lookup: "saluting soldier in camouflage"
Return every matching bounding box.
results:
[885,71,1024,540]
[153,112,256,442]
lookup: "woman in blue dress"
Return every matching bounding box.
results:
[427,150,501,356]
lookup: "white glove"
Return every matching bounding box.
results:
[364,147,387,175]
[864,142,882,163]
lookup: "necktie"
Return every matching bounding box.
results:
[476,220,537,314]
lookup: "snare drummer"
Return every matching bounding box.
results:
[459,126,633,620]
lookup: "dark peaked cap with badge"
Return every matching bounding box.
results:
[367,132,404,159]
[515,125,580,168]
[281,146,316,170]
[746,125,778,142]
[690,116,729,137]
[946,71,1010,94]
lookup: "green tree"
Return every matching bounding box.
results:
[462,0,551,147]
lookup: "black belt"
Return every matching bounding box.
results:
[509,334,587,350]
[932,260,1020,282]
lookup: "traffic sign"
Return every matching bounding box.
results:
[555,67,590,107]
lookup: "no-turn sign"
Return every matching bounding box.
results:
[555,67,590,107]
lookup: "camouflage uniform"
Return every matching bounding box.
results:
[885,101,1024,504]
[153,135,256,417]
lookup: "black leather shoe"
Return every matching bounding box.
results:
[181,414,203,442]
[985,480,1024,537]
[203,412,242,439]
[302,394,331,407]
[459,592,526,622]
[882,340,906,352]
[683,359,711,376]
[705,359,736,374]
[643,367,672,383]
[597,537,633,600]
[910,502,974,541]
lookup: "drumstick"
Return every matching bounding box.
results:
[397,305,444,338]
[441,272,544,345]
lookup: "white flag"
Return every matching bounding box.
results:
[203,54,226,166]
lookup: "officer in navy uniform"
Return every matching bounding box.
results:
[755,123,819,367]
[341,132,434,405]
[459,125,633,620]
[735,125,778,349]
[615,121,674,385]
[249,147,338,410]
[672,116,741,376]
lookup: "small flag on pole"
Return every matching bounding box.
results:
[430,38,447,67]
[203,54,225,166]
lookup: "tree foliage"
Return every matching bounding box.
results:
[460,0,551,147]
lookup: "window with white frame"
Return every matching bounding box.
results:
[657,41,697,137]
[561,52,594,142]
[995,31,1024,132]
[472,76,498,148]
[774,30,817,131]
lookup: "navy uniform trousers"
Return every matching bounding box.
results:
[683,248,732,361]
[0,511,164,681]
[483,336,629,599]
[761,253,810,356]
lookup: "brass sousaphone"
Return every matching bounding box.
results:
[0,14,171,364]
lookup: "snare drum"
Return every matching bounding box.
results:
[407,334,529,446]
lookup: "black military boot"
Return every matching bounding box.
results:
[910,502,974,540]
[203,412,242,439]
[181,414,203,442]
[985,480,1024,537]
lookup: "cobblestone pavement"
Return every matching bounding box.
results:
====
» **Problem**: Gather every line of the entries above that contains the string "sign". Case counts.

» **Task output**:
lookup: "traffic sign"
lookup: "no-turn sign"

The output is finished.